Task brief: Whatever the records contain, reproduce all of them exactly.

═════ Given information ═════

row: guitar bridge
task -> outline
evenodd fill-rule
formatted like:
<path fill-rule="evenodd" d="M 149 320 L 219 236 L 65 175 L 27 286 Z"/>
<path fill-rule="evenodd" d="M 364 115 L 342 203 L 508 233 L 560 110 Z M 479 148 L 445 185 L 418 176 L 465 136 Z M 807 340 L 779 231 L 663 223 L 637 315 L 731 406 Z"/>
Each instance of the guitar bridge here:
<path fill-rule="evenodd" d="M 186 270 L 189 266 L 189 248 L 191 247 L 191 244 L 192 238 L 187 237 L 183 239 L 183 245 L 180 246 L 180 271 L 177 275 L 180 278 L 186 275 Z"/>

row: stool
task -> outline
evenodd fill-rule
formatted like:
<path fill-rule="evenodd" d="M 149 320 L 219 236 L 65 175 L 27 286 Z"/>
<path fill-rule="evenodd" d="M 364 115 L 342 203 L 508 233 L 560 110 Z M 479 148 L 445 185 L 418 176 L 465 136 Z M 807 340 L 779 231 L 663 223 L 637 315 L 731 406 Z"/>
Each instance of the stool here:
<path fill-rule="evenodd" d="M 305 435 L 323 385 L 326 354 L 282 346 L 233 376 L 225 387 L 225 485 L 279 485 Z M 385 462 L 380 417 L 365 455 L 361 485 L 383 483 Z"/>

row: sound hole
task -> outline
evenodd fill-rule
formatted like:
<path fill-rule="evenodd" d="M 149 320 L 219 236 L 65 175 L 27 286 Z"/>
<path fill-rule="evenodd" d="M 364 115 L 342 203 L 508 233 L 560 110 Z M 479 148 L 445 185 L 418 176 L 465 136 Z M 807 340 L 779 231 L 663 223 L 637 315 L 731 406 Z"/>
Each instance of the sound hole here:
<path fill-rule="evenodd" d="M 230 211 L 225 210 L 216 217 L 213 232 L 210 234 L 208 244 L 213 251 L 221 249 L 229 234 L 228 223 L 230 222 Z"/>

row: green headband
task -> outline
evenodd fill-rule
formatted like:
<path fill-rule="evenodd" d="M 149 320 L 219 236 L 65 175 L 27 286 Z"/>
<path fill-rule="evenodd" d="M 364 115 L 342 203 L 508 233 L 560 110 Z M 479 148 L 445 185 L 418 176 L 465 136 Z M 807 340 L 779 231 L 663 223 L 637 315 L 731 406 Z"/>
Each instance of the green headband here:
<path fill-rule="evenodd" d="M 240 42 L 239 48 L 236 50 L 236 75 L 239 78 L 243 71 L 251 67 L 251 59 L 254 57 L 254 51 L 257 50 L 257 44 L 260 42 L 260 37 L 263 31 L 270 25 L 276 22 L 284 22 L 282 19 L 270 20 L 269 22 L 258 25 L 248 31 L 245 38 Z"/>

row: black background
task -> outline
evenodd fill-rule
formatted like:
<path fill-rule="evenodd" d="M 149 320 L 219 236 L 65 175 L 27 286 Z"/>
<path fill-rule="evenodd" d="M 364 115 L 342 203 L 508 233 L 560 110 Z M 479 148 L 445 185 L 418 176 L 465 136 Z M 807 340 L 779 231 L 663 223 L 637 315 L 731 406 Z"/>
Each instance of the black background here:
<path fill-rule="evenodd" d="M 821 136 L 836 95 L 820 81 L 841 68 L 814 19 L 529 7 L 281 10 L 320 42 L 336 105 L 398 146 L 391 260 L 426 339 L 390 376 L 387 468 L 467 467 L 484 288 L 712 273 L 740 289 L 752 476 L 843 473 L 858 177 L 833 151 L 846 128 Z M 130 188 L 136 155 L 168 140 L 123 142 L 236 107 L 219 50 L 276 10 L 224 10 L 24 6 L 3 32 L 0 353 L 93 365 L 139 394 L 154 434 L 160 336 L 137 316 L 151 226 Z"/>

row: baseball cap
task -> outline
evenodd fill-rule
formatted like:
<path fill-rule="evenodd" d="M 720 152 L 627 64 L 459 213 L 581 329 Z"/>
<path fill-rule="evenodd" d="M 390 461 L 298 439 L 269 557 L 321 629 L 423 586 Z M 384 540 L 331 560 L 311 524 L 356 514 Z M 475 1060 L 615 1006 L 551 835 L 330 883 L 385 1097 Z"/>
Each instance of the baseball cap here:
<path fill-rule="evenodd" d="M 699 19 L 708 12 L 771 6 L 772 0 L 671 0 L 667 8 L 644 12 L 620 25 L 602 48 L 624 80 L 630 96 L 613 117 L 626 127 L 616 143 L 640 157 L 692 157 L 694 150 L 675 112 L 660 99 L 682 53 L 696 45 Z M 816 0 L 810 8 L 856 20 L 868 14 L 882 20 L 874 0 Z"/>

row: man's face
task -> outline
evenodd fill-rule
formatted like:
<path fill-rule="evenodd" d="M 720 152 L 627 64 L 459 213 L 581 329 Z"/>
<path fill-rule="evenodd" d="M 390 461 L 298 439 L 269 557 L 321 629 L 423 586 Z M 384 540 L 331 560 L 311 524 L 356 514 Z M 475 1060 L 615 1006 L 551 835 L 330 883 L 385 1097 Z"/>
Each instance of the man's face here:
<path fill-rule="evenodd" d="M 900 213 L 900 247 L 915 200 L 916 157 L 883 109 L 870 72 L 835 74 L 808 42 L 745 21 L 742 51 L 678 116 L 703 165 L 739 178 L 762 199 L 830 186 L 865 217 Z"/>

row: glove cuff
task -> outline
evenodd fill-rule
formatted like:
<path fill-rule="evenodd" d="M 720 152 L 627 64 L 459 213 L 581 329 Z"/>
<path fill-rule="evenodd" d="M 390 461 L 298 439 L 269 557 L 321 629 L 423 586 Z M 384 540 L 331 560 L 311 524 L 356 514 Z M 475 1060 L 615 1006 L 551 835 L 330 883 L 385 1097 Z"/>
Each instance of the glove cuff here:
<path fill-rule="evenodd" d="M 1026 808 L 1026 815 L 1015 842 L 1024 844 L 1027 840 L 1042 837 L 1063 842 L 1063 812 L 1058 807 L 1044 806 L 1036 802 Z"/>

═════

Answer box:
row: guitar bridge
task -> outline
evenodd fill-rule
formatted like:
<path fill-rule="evenodd" d="M 149 320 L 219 236 L 65 175 L 27 286 Z"/>
<path fill-rule="evenodd" d="M 364 115 L 342 203 L 508 233 L 560 110 Z M 479 148 L 445 185 L 418 176 L 465 136 Z M 807 340 L 779 231 L 663 223 L 637 315 L 731 406 Z"/>
Each instance of the guitar bridge here:
<path fill-rule="evenodd" d="M 186 270 L 189 266 L 189 248 L 191 247 L 191 244 L 192 238 L 187 237 L 183 239 L 183 245 L 180 246 L 180 271 L 177 275 L 180 278 L 186 275 Z"/>

row: stool
task -> outline
evenodd fill-rule
formatted like:
<path fill-rule="evenodd" d="M 149 320 L 219 236 L 65 175 L 27 286 Z"/>
<path fill-rule="evenodd" d="M 364 115 L 342 203 L 508 233 L 560 110 Z M 479 148 L 445 185 L 418 176 L 465 136 Z M 807 340 L 779 231 L 663 223 L 637 315 L 731 406 Z"/>
Each instance of the stool here:
<path fill-rule="evenodd" d="M 305 435 L 323 385 L 326 354 L 282 346 L 233 376 L 225 387 L 225 485 L 279 485 Z M 385 462 L 380 417 L 365 455 L 361 485 L 383 483 Z"/>

row: sound hole
task -> outline
evenodd fill-rule
formatted like:
<path fill-rule="evenodd" d="M 149 320 L 219 236 L 65 175 L 27 286 Z"/>
<path fill-rule="evenodd" d="M 364 115 L 342 203 L 508 233 L 560 110 Z M 479 148 L 445 185 L 418 176 L 465 136 Z M 807 340 L 779 231 L 663 223 L 637 315 L 731 406 Z"/>
Each instance of the sound hole here:
<path fill-rule="evenodd" d="M 230 211 L 225 210 L 216 217 L 213 232 L 210 234 L 208 244 L 213 251 L 221 249 L 229 234 L 228 223 L 230 222 Z"/>

row: green headband
task -> outline
evenodd fill-rule
formatted like:
<path fill-rule="evenodd" d="M 149 320 L 219 236 L 65 175 L 27 286 Z"/>
<path fill-rule="evenodd" d="M 364 115 L 342 203 L 508 233 L 560 110 Z M 479 148 L 445 185 L 418 176 L 465 136 Z M 807 340 L 779 231 L 663 223 L 637 315 L 731 406 Z"/>
Each instance of the green headband here:
<path fill-rule="evenodd" d="M 240 42 L 239 48 L 236 50 L 236 75 L 239 78 L 243 71 L 251 67 L 251 59 L 254 57 L 254 51 L 257 50 L 257 44 L 260 42 L 260 37 L 263 31 L 270 25 L 276 22 L 284 22 L 282 19 L 270 20 L 269 22 L 258 25 L 248 31 L 245 38 Z"/>

row: black background
task -> outline
evenodd fill-rule
formatted like:
<path fill-rule="evenodd" d="M 149 320 L 219 236 L 65 175 L 27 286 Z"/>
<path fill-rule="evenodd" d="M 364 115 L 342 203 L 508 233 L 560 110 Z M 479 148 L 445 185 L 418 176 L 465 136 Z M 807 340 L 779 231 L 663 223 L 637 315 L 731 406 Z"/>
Each instance of the black background here:
<path fill-rule="evenodd" d="M 821 136 L 836 95 L 820 81 L 841 68 L 814 19 L 529 7 L 281 10 L 320 42 L 336 105 L 398 146 L 391 260 L 426 339 L 390 376 L 387 468 L 467 467 L 484 288 L 712 273 L 740 289 L 752 476 L 843 473 L 858 177 L 833 151 L 846 128 Z M 130 188 L 136 155 L 168 140 L 123 142 L 236 107 L 219 50 L 276 10 L 224 10 L 24 6 L 3 32 L 0 353 L 93 365 L 139 394 L 154 434 L 160 336 L 137 316 L 151 226 Z"/>

row: baseball cap
task -> outline
evenodd fill-rule
formatted like:
<path fill-rule="evenodd" d="M 720 152 L 627 64 L 459 213 L 581 329 Z"/>
<path fill-rule="evenodd" d="M 390 461 L 298 439 L 269 557 L 321 629 L 423 586 Z M 384 540 L 331 560 L 311 524 L 356 514 Z M 475 1060 L 615 1006 L 551 835 L 330 883 L 385 1097 Z"/>
Each instance of the baseball cap here:
<path fill-rule="evenodd" d="M 699 19 L 708 12 L 771 6 L 772 0 L 671 0 L 667 8 L 644 12 L 620 25 L 602 48 L 624 80 L 630 96 L 613 117 L 626 127 L 616 143 L 640 157 L 692 157 L 694 150 L 675 112 L 660 99 L 682 53 L 696 45 Z M 816 0 L 810 8 L 856 20 L 868 14 L 882 20 L 874 0 Z"/>

row: man's face
task -> outline
evenodd fill-rule
formatted like:
<path fill-rule="evenodd" d="M 720 152 L 627 64 L 459 213 L 581 329 Z"/>
<path fill-rule="evenodd" d="M 390 461 L 298 439 L 269 557 L 321 629 L 423 586 Z M 384 540 L 331 560 L 311 524 L 356 514 Z M 475 1060 L 615 1006 L 551 835 L 330 883 L 385 1097 Z"/>
Each instance of the man's face here:
<path fill-rule="evenodd" d="M 900 213 L 900 247 L 915 200 L 916 157 L 883 109 L 870 72 L 835 74 L 808 42 L 745 21 L 742 51 L 678 116 L 703 165 L 739 178 L 762 199 L 830 186 L 865 217 Z"/>

row: glove cuff
task -> outline
evenodd fill-rule
formatted like:
<path fill-rule="evenodd" d="M 720 152 L 627 64 L 459 213 L 581 329 Z"/>
<path fill-rule="evenodd" d="M 390 461 L 298 439 L 269 557 L 321 629 L 423 586 Z M 384 540 L 331 560 L 311 524 L 356 514 Z M 475 1060 L 615 1006 L 551 835 L 330 883 L 385 1097 Z"/>
Each instance of the glove cuff here:
<path fill-rule="evenodd" d="M 1026 808 L 1026 815 L 1015 842 L 1024 844 L 1027 840 L 1042 837 L 1063 842 L 1063 812 L 1058 807 L 1044 806 L 1036 802 Z"/>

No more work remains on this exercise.